───── BRANO PROPOSTO

Quanto è importante lasciare andare le difese, le barriere, e chiedere aiuto?

È fondamentale, a mio avviso, avere la capacità e la forza di chiedere aiuto, di accettare la realtà e di farsi aiutare, anche se risulta difficile e quasi impossibile. Si ha quasi paura, oggi, nella nostra società, a domandare supporto. Forse per una mancata e buona comunicazione o per un discorso culturale…Si prova quasi vergogna. E si ha paura di essere giudicati. Dovremmo tutti leggere, ascoltare, informarci, e documentarci di più. Questo è ciò che cerco di fare io tutti i giorni, per il bene di mio figlio.

Noi essere umani siamo legati, di natura, ai gesti affettivi corporei. A un abbraccio, ad un bacio. In che modo, in tal senso, ti rapporti a tuo figlio?

Leone, purtroppo, non possedeva l’istinto di dare affetto. Ho quindi, da mamma, dovuto aspettare moltissimo per un ricevere da lui un bacio e un abbraccio. Mi ritengo però fortunata perché siamo riusciti a insegnargli che cos’è l’affetto, l’amore, il contatto fisico, ed oggi abbiamo un bambino estremamente affettuoso e dolce, che ti abbraccia e dà baci spontaneamente. A differenza di ciò che si può pensare, in riferimento ad un bambino che soffre di autismo, e che non comunica verbalmente, Leone sa leggere l’anima delle persone. E decide lui stesso, con consapevolezza, con chi condividere sé stesso e la sua parte più pura. Con lui ho imparato che non bisogna arrendersi mai, ma lottare sempre. E questo è quello che ho fatto. Non ho mai mollato ed il risultato, oggi, è un bambino affettuoso, che ama fare mille cose, che esce anche quando è l’umore non è dei migliori o quando l’autolesionismo vive e rivive in lui. Certo, dietro a tutto questo si celano fatica e sacrifici ma, allo stesso tempo, il ritorno e ciò che vedo in lui è semplicemente impagabile.

──────────
───── ESTRATTI DI DATI

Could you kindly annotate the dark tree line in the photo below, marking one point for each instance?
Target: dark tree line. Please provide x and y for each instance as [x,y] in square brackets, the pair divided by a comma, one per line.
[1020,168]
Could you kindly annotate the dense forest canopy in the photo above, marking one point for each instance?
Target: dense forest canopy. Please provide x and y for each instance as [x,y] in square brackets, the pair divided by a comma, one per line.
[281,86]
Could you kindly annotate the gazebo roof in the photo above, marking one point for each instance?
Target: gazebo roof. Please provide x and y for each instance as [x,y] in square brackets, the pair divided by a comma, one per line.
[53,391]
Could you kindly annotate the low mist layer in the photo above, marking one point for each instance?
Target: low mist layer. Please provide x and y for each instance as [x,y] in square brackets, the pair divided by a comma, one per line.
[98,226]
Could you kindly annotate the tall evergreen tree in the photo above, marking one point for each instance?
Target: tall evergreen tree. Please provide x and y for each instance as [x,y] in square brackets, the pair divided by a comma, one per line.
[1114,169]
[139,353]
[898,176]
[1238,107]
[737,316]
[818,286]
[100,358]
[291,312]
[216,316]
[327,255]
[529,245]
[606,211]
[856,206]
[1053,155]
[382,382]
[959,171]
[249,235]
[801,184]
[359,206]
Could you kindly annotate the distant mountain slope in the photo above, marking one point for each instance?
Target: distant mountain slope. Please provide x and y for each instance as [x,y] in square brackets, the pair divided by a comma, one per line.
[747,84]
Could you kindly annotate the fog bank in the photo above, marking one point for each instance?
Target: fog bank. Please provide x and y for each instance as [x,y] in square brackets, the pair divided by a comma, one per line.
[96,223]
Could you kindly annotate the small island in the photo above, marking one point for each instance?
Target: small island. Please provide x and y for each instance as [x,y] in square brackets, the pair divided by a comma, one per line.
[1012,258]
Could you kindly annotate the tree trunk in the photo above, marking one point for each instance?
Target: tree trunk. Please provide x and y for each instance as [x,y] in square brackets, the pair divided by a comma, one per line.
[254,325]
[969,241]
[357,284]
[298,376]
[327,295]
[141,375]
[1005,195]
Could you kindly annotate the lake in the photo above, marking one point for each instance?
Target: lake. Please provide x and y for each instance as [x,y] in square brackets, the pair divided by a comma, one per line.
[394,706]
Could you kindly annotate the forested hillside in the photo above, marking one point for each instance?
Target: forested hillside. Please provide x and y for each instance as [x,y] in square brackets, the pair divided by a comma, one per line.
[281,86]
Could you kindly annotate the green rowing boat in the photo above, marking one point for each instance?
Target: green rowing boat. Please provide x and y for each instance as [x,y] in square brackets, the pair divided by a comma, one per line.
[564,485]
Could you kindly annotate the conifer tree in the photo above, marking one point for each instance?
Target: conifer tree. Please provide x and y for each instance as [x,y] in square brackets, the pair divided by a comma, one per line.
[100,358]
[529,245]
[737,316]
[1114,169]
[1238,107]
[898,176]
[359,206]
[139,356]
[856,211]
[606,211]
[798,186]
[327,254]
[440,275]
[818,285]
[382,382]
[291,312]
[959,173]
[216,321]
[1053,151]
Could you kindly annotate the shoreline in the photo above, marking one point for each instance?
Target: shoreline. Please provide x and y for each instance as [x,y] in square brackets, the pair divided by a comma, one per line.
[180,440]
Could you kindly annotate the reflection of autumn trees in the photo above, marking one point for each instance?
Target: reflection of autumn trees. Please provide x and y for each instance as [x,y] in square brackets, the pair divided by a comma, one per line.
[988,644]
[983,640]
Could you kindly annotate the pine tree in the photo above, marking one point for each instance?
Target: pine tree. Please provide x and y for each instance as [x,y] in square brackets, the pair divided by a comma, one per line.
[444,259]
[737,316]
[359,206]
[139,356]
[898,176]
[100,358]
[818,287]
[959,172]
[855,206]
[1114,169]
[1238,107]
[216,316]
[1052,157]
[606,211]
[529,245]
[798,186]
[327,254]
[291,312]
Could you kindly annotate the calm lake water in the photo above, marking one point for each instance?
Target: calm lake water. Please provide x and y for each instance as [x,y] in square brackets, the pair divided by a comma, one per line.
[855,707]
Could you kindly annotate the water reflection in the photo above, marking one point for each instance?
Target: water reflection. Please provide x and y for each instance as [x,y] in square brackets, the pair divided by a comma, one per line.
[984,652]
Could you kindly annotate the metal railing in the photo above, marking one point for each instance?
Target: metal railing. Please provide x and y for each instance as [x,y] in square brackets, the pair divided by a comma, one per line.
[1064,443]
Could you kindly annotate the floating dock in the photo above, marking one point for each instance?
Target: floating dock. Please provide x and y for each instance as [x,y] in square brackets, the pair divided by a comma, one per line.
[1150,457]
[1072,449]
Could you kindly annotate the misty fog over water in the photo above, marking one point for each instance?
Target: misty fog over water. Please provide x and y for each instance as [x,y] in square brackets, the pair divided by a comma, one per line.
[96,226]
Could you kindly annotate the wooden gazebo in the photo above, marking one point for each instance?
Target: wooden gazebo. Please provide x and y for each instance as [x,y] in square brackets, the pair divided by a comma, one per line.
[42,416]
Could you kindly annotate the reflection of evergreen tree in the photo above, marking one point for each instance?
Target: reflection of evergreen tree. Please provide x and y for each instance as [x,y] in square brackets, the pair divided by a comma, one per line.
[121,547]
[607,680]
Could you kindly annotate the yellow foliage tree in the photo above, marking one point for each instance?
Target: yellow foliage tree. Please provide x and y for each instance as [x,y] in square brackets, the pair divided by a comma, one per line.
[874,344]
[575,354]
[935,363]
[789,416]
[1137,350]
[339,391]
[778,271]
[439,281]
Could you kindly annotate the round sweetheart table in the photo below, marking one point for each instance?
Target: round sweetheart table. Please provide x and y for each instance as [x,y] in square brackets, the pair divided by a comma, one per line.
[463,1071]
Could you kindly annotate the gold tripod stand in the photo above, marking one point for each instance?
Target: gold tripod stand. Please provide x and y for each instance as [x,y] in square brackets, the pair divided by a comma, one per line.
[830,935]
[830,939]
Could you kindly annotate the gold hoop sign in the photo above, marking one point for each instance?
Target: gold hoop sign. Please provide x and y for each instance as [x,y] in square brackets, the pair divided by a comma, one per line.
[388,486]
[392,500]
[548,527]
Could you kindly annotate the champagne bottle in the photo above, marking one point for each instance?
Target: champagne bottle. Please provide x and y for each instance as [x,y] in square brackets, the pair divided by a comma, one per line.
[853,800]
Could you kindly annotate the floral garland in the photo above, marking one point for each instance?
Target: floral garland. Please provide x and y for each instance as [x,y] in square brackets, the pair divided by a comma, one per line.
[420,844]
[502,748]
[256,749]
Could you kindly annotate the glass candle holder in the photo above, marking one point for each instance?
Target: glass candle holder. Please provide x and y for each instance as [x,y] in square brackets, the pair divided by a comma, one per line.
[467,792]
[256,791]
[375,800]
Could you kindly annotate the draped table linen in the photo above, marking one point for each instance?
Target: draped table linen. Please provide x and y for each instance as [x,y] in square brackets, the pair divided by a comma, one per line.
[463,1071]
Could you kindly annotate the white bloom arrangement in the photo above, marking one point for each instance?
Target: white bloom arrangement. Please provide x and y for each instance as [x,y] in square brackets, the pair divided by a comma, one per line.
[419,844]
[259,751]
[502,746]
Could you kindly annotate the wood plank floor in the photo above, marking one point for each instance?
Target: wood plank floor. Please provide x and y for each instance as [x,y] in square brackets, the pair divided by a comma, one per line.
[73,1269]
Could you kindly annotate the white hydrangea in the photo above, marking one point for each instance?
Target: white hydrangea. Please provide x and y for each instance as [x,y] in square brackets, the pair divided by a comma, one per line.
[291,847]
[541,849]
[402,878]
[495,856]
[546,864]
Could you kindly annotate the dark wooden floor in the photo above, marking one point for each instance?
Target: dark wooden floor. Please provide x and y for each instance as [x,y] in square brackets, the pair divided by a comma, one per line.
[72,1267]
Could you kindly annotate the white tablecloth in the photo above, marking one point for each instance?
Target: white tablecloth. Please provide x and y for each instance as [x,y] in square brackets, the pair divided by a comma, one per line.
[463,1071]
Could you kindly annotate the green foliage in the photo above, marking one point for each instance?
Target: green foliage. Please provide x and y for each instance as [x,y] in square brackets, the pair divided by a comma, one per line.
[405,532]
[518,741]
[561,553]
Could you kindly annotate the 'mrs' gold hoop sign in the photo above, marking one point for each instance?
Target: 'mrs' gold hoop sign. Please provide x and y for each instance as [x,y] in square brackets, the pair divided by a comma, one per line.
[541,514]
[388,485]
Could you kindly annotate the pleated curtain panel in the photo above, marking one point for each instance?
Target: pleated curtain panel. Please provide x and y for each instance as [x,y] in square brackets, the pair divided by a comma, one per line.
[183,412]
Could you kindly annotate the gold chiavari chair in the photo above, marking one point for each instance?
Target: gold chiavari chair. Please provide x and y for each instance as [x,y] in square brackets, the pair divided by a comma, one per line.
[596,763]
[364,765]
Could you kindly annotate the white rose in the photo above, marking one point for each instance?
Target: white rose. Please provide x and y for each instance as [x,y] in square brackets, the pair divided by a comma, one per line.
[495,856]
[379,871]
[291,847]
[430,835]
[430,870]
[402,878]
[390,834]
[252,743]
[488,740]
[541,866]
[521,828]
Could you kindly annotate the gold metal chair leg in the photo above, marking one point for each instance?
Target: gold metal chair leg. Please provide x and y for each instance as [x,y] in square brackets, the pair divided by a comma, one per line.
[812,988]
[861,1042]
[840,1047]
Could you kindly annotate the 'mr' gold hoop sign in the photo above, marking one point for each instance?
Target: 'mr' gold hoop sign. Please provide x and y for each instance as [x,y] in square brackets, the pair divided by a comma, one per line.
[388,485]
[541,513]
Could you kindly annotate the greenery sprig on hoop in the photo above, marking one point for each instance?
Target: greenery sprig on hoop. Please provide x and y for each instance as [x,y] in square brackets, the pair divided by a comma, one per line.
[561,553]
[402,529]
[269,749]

──────────

CONSEGNA - Nel brano, quali sono tutte le azioni che, secondo chi parla, dovremmo tutti compiere di più? L'elenco non ha alcun ruolo in questo esercizio.

SOLUZIONE - Leggere, ascoltare, informarci e documentarci.